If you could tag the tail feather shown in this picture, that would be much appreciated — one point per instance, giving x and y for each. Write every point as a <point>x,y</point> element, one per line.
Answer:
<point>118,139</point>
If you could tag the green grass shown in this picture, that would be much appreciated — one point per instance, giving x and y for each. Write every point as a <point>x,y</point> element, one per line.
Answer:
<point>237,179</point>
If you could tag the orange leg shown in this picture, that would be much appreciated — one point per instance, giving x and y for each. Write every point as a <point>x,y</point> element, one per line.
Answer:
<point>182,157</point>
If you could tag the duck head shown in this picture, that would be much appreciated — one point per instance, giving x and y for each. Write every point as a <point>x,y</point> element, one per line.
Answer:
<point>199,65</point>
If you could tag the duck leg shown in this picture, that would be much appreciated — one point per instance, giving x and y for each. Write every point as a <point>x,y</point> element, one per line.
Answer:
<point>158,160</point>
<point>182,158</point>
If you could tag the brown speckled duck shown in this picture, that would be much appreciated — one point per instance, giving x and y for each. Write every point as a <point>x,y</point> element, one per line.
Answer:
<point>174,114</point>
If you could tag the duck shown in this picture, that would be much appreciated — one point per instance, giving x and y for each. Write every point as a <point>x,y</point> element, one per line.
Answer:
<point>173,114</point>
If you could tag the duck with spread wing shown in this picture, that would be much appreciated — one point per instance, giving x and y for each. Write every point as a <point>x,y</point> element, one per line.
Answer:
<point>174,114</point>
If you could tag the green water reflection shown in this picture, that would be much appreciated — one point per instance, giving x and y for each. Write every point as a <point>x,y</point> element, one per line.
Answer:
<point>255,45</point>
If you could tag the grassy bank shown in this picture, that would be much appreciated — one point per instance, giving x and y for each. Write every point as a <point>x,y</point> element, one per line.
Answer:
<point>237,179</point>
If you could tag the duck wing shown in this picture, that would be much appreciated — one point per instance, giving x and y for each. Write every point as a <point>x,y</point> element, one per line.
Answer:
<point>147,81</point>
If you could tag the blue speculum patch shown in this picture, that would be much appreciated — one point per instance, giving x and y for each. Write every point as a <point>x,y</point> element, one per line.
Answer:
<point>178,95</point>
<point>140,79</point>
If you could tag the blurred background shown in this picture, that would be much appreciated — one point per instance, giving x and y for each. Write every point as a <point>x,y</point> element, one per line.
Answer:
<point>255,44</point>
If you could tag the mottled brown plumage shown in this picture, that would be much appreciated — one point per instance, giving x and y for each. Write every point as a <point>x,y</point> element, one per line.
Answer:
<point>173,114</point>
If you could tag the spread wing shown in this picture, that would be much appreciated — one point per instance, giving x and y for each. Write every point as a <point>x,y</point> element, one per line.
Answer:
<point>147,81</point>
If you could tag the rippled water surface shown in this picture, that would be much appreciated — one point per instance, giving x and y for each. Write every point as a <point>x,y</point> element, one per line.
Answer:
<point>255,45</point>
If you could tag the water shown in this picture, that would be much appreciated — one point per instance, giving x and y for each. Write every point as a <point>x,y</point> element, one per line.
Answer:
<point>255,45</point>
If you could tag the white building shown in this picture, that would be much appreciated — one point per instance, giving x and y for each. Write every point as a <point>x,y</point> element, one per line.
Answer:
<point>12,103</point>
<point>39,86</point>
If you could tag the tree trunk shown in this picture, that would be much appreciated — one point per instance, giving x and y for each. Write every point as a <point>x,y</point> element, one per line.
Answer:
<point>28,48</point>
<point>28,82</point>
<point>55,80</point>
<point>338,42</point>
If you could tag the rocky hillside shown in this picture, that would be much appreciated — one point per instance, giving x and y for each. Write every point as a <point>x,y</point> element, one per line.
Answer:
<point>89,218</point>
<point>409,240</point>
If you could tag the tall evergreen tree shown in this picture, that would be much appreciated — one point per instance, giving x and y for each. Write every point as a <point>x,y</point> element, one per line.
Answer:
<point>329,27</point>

§ WHAT THE TASK ASKS:
Copy out all of the records above again, word for word and without any changes.

§ FINISHED TASK:
If you could tag the tail feather shown in this picture, that would be much appreciated — one point per instance, giving x and y for each. Write every point as a <point>x,y</point> element, one per line.
Answer:
<point>118,139</point>
If you could tag the green grass shown in this picture, that would be much appreciated — one point per instance, giving x and y for each. Write every point as a <point>x,y</point> element, one per line.
Answer:
<point>237,179</point>
If you could tag the orange leg shown in this picture, that would be much appreciated — one point per instance, giving x and y for each. Write every point as a <point>x,y</point> element, one per line.
Answer:
<point>182,157</point>
If you could tag the duck head shown in this picture, that would be much appreciated — one point per instance, giving x and y for each. Write every point as a <point>x,y</point> element, one per line.
Answer:
<point>199,65</point>
If you could tag the duck leg shown in this picture, that would be much appreciated — one point per instance, giving x and y for each. Write every point as a <point>x,y</point> element, one per line.
Answer:
<point>158,160</point>
<point>182,158</point>
If you could tag the brown speckled duck shown in this picture, that would be much appreciated — one point per instance, giving x and y for each. Write every point as a <point>x,y</point> element, one per line.
Answer:
<point>174,114</point>
If you could tag the duck shown in this picture, that would be much appreciated — one point per instance, giving x and y for each. Write every point as a <point>x,y</point> element, one per line.
Answer:
<point>173,114</point>
If you could tag the duck with spread wing shown in this picture, that would be much appreciated — one point per instance, giving x and y for each. Write every point as a <point>x,y</point> element, one per line.
Answer:
<point>174,114</point>
If you could tag the green water reflection shown in this picture, that would be much appreciated — one point per instance, giving x and y for each. Write every point as a <point>x,y</point> element, one per line.
Answer:
<point>255,45</point>
If you could tag the grassy bank shown in this picture, that would be much appreciated — one point per instance, giving x and y for each. Write every point as a <point>x,y</point> element, one per line.
Answer:
<point>237,179</point>
If you could tag the duck wing shown in this picture, that would be much appreciated — one point per instance, giving x and y for each. Write every point as a <point>x,y</point> element, one per line.
Answer:
<point>147,81</point>
If you could tag the blue speculum patch shown in this picture, that would be much appreciated — one point per instance, giving x and y for each. Write every point as a <point>x,y</point> element, one per line.
Answer:
<point>178,95</point>
<point>140,79</point>
If you could tag the blurred background shown in this picture, that would be much appreciated — one point per instance, giving x and y for each. Write every point as a <point>x,y</point> element, one per line.
Answer:
<point>255,44</point>
If you could tag the mottled brown plumage shown in this picture, that would be much appreciated — one point per instance, giving x and y for each. Write every point as a <point>x,y</point> element, one per line.
Answer:
<point>173,114</point>
If you could tag the spread wing shown in this picture, that would be much appreciated — one point per instance, giving x and y for each. Write every point as a <point>x,y</point> element, one per line.
Answer:
<point>147,81</point>
If you could tag the rippled water surface shown in this picture, that would be much appreciated — one point per instance, giving x and y for each. Write every point as a <point>x,y</point> element, one per line.
Answer:
<point>255,45</point>
If you could tag the water shown in this picture, that would be much appreciated — one point per instance, giving x and y for each. Write every point as a <point>x,y</point> element, one per line.
Answer:
<point>255,45</point>
If you could tag the white building shown in this picture, that would be much appreciated — one point per instance, giving x and y for each. Write every point as a <point>x,y</point> element, one per line.
Answer:
<point>12,103</point>
<point>39,86</point>
If you could tag the tree trunk shown in this picture, that would be much appreciated — one point per instance, giving x and y for each. Write every point as a <point>x,y</point> element, one per line.
Answer:
<point>28,48</point>
<point>28,82</point>
<point>55,80</point>
<point>338,42</point>
If you could tag the rocky hillside shown in this picture, that would be much appreciated — one point per instance, giving x and y for each. Write every point as a <point>x,y</point> element, one per line.
Answer:
<point>89,218</point>
<point>409,240</point>
If you could tag the tall evergreen tree shown in this picture, that would be much appreciated — one point per instance, giving x and y for each. Write every point as a <point>x,y</point> element, one per line.
Answer:
<point>329,27</point>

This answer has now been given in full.